### DATA FOR THIS EXERCISE
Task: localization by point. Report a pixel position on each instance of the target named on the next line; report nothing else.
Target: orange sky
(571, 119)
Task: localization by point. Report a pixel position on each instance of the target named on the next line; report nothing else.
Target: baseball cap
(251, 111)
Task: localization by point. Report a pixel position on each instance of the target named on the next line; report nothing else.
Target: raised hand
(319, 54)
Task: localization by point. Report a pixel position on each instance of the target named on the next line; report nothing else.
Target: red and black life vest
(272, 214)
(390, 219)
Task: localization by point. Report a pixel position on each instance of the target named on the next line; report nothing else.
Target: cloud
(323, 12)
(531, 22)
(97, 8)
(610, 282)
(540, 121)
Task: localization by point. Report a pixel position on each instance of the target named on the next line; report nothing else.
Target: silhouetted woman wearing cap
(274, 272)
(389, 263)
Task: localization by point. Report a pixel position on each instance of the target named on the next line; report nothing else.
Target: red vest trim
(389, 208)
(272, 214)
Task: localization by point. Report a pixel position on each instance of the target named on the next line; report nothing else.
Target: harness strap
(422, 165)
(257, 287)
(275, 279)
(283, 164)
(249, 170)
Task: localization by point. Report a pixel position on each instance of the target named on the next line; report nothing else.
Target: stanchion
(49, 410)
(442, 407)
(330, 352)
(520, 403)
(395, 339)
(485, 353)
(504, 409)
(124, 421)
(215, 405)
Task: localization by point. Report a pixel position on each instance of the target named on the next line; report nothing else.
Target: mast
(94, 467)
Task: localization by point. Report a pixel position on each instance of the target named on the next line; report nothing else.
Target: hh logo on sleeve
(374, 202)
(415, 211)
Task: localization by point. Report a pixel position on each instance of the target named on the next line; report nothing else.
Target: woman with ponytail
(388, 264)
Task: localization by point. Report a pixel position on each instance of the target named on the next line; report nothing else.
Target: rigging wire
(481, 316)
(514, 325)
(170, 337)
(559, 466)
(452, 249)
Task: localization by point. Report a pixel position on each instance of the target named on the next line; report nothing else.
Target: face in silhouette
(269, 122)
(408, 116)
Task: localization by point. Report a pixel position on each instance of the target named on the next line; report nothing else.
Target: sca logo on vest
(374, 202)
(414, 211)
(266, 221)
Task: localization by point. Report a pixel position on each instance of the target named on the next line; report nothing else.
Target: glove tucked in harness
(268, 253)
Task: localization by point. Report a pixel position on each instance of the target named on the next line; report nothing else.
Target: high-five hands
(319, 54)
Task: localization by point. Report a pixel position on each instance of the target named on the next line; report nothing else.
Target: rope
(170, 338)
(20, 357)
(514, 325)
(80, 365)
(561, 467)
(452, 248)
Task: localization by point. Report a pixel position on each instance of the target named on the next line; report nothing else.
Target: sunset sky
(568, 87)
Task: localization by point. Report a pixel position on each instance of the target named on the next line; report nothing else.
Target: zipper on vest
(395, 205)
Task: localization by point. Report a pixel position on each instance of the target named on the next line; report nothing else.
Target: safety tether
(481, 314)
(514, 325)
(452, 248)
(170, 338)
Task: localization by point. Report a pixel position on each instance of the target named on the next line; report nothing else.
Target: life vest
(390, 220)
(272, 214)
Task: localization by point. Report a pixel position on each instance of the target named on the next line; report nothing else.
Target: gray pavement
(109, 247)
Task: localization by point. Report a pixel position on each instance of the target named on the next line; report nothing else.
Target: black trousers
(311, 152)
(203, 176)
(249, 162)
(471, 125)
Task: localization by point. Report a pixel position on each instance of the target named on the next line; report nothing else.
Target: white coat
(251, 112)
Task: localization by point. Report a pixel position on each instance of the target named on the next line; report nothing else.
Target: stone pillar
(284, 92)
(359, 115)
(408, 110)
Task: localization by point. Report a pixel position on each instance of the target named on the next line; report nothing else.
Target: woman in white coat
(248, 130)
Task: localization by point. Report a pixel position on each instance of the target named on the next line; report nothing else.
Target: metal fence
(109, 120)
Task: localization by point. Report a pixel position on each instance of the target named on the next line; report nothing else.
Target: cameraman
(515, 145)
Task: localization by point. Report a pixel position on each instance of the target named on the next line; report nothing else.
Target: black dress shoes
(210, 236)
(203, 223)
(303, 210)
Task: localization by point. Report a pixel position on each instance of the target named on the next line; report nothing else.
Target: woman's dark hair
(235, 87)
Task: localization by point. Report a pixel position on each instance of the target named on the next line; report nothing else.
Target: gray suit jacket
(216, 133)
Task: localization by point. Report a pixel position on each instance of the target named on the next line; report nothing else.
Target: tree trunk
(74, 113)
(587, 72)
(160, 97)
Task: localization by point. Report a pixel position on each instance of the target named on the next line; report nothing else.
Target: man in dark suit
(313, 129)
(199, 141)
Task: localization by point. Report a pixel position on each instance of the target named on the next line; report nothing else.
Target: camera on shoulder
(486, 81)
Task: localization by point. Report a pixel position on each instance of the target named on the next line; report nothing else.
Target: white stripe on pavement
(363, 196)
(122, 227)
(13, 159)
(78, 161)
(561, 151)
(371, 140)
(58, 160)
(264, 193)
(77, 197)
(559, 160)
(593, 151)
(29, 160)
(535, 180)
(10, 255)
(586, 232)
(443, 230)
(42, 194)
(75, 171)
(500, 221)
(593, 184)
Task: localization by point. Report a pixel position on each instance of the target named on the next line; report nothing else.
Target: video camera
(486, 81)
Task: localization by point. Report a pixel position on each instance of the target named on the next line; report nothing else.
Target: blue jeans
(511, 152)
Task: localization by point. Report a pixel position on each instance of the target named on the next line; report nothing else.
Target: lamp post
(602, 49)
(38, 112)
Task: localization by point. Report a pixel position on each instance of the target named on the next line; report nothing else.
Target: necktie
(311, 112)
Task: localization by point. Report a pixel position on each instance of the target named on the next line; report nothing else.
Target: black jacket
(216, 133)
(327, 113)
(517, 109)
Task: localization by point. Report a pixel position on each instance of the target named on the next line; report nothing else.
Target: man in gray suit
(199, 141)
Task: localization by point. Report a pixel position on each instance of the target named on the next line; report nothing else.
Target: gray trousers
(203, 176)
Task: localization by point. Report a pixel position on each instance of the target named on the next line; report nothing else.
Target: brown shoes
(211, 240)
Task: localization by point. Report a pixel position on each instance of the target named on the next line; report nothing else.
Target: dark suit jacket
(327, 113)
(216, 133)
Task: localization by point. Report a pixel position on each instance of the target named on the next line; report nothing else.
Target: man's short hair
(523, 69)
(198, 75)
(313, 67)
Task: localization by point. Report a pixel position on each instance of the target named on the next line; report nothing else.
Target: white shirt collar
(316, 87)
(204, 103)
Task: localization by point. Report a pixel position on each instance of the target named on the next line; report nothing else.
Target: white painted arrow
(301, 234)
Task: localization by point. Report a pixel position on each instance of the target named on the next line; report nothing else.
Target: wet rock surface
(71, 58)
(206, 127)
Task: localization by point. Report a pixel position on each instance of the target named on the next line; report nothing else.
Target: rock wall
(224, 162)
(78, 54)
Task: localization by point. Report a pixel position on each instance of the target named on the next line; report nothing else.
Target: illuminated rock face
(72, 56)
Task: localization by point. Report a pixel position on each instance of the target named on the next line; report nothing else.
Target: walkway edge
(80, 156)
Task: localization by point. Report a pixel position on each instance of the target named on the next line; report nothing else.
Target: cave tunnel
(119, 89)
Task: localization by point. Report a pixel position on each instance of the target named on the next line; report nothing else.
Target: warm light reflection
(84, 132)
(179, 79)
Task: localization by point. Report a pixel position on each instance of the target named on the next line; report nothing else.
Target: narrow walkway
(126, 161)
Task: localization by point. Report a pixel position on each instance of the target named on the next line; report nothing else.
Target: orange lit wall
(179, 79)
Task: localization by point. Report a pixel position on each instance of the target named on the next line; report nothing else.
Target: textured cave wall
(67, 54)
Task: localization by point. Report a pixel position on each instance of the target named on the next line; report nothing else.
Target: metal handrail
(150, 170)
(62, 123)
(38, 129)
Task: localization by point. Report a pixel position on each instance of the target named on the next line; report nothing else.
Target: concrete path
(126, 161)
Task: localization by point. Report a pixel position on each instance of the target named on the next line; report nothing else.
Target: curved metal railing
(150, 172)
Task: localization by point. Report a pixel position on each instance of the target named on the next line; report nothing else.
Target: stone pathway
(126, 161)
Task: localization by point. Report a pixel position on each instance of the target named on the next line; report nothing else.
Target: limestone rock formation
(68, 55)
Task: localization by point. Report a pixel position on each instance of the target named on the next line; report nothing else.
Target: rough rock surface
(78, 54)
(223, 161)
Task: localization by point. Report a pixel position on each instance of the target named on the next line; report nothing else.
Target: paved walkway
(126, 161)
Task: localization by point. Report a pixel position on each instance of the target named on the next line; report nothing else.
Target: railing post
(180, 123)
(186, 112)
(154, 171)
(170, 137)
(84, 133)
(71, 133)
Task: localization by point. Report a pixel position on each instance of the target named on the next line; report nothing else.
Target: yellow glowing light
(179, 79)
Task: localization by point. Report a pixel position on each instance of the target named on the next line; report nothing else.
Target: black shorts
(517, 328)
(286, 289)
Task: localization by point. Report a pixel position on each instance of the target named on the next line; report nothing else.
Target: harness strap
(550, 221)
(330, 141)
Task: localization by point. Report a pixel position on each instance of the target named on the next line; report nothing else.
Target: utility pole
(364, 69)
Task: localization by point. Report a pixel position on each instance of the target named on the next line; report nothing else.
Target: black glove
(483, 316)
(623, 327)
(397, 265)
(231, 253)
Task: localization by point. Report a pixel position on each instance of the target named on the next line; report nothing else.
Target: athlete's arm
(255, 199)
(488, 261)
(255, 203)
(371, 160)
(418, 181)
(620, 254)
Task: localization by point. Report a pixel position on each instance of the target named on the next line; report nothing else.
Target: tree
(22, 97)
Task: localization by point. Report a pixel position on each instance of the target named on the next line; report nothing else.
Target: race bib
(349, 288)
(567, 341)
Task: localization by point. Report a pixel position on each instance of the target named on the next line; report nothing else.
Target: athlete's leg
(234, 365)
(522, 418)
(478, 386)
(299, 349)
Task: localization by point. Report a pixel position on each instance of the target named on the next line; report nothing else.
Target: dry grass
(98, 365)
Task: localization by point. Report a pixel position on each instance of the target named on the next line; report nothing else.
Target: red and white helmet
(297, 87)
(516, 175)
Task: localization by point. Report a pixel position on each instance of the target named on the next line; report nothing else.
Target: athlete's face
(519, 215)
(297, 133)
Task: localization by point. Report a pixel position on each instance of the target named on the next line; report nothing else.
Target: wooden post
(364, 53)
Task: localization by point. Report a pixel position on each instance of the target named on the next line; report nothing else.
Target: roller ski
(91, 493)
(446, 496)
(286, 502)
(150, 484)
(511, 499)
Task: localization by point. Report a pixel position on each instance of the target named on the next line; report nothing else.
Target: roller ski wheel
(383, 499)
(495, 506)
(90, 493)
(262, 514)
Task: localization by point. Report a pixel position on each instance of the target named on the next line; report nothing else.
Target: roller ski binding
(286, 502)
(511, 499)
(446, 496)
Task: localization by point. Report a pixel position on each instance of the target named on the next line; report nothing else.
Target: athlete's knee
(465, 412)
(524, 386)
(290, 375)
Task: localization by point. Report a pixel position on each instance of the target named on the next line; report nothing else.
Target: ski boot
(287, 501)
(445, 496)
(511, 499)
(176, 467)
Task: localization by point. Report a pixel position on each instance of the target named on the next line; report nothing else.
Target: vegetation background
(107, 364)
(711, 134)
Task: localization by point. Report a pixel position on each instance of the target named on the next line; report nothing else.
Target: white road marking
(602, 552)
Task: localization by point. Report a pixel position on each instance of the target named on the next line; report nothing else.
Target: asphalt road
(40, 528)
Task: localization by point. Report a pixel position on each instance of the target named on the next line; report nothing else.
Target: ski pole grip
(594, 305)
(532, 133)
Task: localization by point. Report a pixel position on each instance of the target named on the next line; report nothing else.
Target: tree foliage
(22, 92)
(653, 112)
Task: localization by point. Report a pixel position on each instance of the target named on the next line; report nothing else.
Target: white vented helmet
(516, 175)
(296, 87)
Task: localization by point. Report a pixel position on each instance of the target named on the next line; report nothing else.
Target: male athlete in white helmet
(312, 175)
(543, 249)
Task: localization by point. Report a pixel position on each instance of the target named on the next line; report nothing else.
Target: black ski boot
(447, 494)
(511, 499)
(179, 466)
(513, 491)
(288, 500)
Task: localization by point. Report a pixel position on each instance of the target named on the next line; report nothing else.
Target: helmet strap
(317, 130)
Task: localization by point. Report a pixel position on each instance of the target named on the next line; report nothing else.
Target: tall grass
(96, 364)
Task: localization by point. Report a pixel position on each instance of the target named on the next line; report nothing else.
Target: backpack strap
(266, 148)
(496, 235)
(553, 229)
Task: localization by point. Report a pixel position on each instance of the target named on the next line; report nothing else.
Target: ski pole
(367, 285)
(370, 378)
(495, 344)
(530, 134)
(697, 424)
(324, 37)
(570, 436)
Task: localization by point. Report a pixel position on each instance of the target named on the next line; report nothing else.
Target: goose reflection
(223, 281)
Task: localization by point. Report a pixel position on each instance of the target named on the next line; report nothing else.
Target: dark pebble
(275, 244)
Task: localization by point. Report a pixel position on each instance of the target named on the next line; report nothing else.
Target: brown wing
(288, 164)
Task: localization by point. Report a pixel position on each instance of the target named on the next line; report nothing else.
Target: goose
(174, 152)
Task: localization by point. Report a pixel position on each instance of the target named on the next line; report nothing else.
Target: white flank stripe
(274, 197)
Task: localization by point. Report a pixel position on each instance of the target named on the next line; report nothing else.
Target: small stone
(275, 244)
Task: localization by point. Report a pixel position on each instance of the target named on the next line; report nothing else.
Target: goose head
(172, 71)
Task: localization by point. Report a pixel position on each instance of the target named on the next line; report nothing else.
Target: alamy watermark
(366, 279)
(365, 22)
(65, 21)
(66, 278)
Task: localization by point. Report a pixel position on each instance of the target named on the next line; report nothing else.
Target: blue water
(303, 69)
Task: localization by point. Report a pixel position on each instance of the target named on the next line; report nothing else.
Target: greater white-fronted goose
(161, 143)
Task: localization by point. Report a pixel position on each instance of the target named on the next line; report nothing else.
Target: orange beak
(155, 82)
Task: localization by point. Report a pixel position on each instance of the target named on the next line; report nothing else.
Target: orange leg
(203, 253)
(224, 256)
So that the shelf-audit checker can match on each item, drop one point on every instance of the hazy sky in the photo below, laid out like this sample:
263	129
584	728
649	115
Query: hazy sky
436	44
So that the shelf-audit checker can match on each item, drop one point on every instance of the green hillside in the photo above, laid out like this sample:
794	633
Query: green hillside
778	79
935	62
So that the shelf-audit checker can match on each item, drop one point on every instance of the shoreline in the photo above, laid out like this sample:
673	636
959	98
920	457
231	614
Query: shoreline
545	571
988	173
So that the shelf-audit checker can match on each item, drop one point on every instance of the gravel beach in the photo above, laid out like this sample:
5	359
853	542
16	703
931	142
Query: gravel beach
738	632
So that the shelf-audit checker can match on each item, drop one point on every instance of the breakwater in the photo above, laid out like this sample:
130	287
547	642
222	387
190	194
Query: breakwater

### WHAT YOU ARE ASKED TO DO
Every line that contains the string "breakwater" should be copied from the entries.

### REPLY
So that the shelf-audit checker can match on each item, drop one point on every instance of the breakwater in the photo above, laid out like this sample:
Query: breakwater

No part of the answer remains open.